Repeat each record exactly. Any picture gets left out.

========================

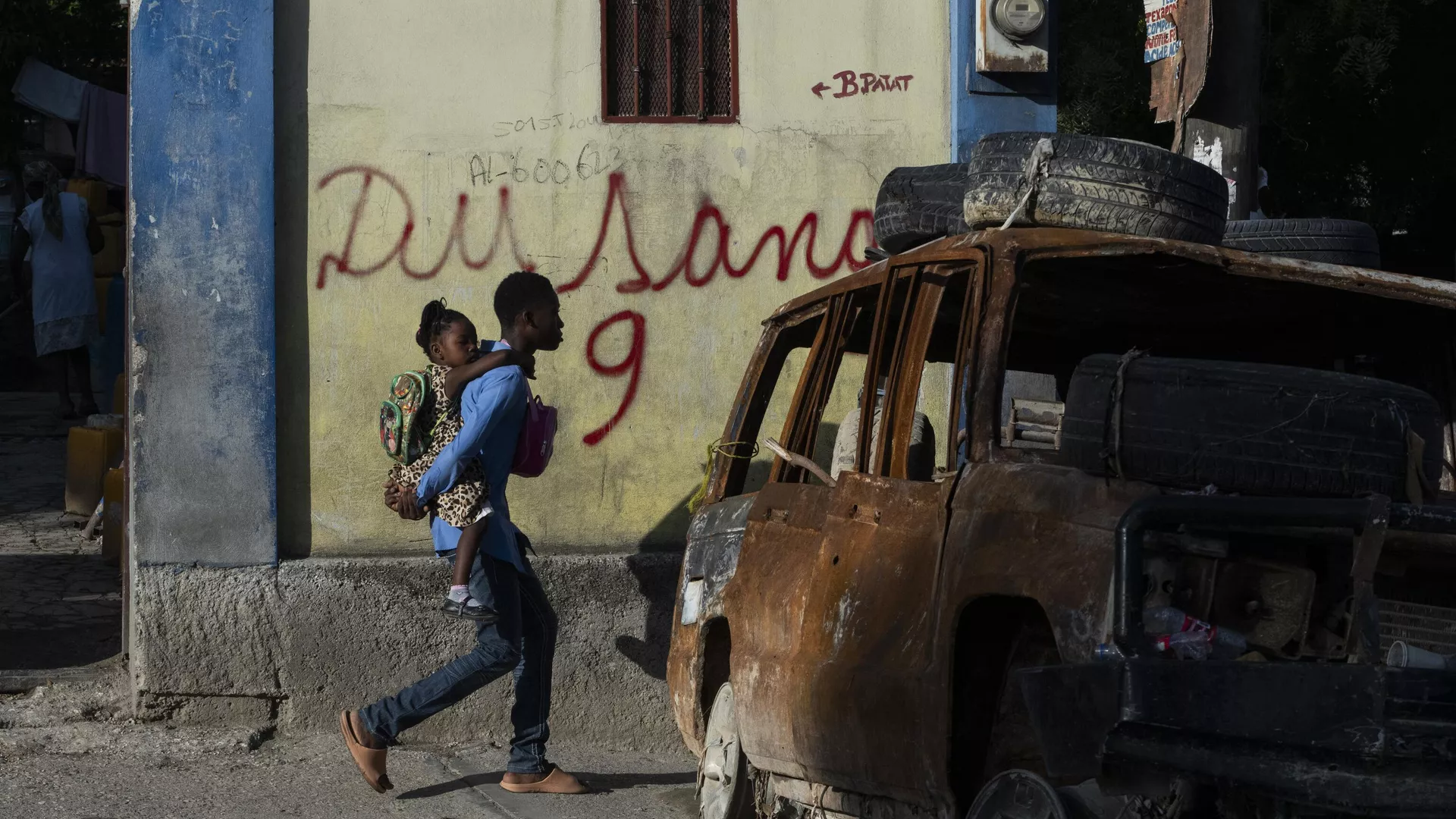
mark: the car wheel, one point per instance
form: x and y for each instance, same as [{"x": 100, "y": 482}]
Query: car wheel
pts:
[
  {"x": 1012, "y": 742},
  {"x": 724, "y": 787},
  {"x": 1331, "y": 241},
  {"x": 1094, "y": 184},
  {"x": 1017, "y": 793}
]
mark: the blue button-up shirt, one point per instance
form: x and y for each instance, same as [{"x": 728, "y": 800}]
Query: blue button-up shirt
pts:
[{"x": 492, "y": 410}]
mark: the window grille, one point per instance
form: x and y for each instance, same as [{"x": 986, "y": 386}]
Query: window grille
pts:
[{"x": 669, "y": 60}]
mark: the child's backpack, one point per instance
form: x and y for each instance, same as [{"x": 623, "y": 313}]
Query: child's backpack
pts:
[
  {"x": 400, "y": 431},
  {"x": 538, "y": 439}
]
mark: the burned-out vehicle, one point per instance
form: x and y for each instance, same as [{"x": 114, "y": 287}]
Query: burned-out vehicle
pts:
[{"x": 1123, "y": 430}]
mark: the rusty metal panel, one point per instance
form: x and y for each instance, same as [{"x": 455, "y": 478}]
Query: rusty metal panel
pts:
[
  {"x": 766, "y": 607},
  {"x": 865, "y": 637}
]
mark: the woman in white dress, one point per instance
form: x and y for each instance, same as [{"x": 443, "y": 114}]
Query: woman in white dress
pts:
[{"x": 61, "y": 237}]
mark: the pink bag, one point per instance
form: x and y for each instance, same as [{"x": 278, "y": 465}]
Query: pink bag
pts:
[{"x": 538, "y": 439}]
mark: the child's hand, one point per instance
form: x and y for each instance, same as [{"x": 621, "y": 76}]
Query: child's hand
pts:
[{"x": 526, "y": 362}]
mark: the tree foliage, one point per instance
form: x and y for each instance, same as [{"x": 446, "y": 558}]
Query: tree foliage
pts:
[{"x": 85, "y": 38}]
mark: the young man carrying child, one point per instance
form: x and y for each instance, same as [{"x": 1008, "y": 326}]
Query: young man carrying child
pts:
[{"x": 525, "y": 634}]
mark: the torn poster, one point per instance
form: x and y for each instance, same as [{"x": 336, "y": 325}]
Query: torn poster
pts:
[{"x": 1163, "y": 34}]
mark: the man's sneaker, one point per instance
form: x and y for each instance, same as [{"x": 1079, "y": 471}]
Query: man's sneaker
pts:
[{"x": 469, "y": 610}]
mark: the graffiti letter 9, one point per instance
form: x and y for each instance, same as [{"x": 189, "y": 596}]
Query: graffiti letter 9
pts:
[{"x": 631, "y": 363}]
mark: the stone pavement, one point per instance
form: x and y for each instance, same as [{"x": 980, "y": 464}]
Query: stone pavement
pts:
[
  {"x": 60, "y": 604},
  {"x": 69, "y": 751}
]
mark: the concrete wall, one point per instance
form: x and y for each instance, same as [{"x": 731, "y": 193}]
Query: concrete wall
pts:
[
  {"x": 413, "y": 112},
  {"x": 296, "y": 643},
  {"x": 201, "y": 428}
]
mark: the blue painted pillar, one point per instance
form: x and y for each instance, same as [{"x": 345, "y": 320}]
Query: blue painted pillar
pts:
[
  {"x": 987, "y": 104},
  {"x": 202, "y": 453}
]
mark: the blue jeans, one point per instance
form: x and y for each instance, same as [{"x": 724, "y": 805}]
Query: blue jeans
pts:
[{"x": 523, "y": 640}]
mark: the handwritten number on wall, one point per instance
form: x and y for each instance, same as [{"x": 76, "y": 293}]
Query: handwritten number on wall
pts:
[
  {"x": 632, "y": 365},
  {"x": 710, "y": 224}
]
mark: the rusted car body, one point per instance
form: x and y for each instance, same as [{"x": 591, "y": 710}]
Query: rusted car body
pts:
[{"x": 868, "y": 629}]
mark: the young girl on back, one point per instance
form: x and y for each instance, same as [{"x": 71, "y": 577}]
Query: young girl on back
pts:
[{"x": 447, "y": 338}]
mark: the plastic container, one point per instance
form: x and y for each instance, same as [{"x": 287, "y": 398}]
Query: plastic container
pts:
[{"x": 1223, "y": 643}]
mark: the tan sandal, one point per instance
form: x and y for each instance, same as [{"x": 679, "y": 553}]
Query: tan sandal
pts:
[
  {"x": 557, "y": 781},
  {"x": 369, "y": 760}
]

========================

EXERCISE SOLUTION
mark: the car wheel, one point per instance
form: x and y for each instance, same as [{"x": 100, "y": 482}]
Query: car wheel
pts:
[
  {"x": 1012, "y": 742},
  {"x": 724, "y": 787},
  {"x": 1331, "y": 241},
  {"x": 1094, "y": 184},
  {"x": 1017, "y": 793}
]
mark: the blue button-up shirt, one point per instance
form: x and y for each instance, same as [{"x": 728, "y": 800}]
Query: blue button-up shirt
pts:
[{"x": 492, "y": 410}]
mark: the window grille, one point per instance
form: x and y for each instance, same as [{"x": 986, "y": 386}]
Query: window grille
pts:
[{"x": 669, "y": 60}]
mark: the child's backpack, one point per instance
form: x and y for each instance, same as [{"x": 623, "y": 313}]
Query: child's backpack
pts:
[
  {"x": 400, "y": 431},
  {"x": 538, "y": 439}
]
mark: the burned-out vehicle, one point per instance
form: x and y for each instance, same as [{"x": 114, "y": 287}]
Query: burned-out vehicle
pts:
[{"x": 1123, "y": 430}]
mark: the rusty metal panel, one point per instance
form: x and y for each instance, same as [{"x": 455, "y": 478}]
Query: rusty metal panel
pts:
[
  {"x": 766, "y": 607},
  {"x": 865, "y": 637}
]
mark: the woman in white dress, one point per instance
form: x and y for each instance, same as [{"x": 443, "y": 114}]
Query: woman in white dress
pts:
[{"x": 61, "y": 237}]
mark: the pink bag, one point per instance
form: x and y for each instance, same as [{"x": 278, "y": 465}]
Query: pink bag
pts:
[{"x": 538, "y": 439}]
mark: the child's hand, one point per instance
form: x and y for each instance, same as [{"x": 621, "y": 76}]
Query: child's hand
pts:
[{"x": 526, "y": 362}]
mark: the tree foliage, one point per instance
form: x and y for each instance, same as [{"x": 446, "y": 558}]
Query: tree foliage
pts:
[{"x": 85, "y": 38}]
mark: the young man carrying child, one point per instance
form: x and y for each instance, same as [{"x": 1008, "y": 326}]
Query: young man carrying child
pts:
[{"x": 525, "y": 634}]
mark: the torn poster, one point per instance
form: x and y for each instance, same as [{"x": 336, "y": 325}]
Query: torn poster
pts:
[{"x": 1163, "y": 34}]
mark: the man's sneaker, one point per instance
form: x and y for each instance, same as [{"x": 1079, "y": 471}]
Query: man's sneaker
pts:
[{"x": 469, "y": 610}]
mark: the graffiti letter 9, one point per instance
form: x and y for each instance, same as [{"x": 189, "y": 596}]
Query: graffiti letter 9
pts:
[{"x": 631, "y": 363}]
mark: the stone pavement, one point per instance
form: x and y for each instance, same as [{"x": 980, "y": 464}]
Query: stone pavement
pts:
[
  {"x": 60, "y": 604},
  {"x": 69, "y": 751}
]
mark: the concrete wall, one point per instance
form: x and y for each instance, same as [{"x": 731, "y": 193}]
Query: concrete wall
pts:
[
  {"x": 413, "y": 112},
  {"x": 296, "y": 643},
  {"x": 201, "y": 428}
]
mark: the blue painted pillar, one point per instance
form: x and y for each instance, same as [{"x": 345, "y": 320}]
Query: blue painted pillar
pts:
[
  {"x": 987, "y": 104},
  {"x": 202, "y": 453}
]
mark: the blue jeans, one point per instance
form: x and y for each instance, same as [{"x": 724, "y": 805}]
Query: blue jeans
pts:
[{"x": 523, "y": 640}]
mark: the handwritten number on wall, one point per instance
form: x and y for each instance, same as [{"x": 76, "y": 293}]
Query: handwritten number on wall
pts:
[
  {"x": 632, "y": 365},
  {"x": 710, "y": 224}
]
mark: the rusted car body, one point per instance
form: x and y for each instance, same as [{"x": 591, "y": 710}]
Query: rusted car body
pts:
[{"x": 868, "y": 629}]
mark: the young girl on back, one point per instance
form: x and y for each instance, same as [{"x": 71, "y": 577}]
Query: young girl on back
pts:
[{"x": 447, "y": 338}]
mark: the plastic container, one point per instance
form: x and y for each instance, same as [{"x": 287, "y": 398}]
Query: plastic container
pts:
[{"x": 1223, "y": 643}]
mark: the tan sandal, one point per instance
form: x and y for each instance, same as [{"x": 679, "y": 553}]
Query: tan sandal
pts:
[
  {"x": 557, "y": 781},
  {"x": 369, "y": 760}
]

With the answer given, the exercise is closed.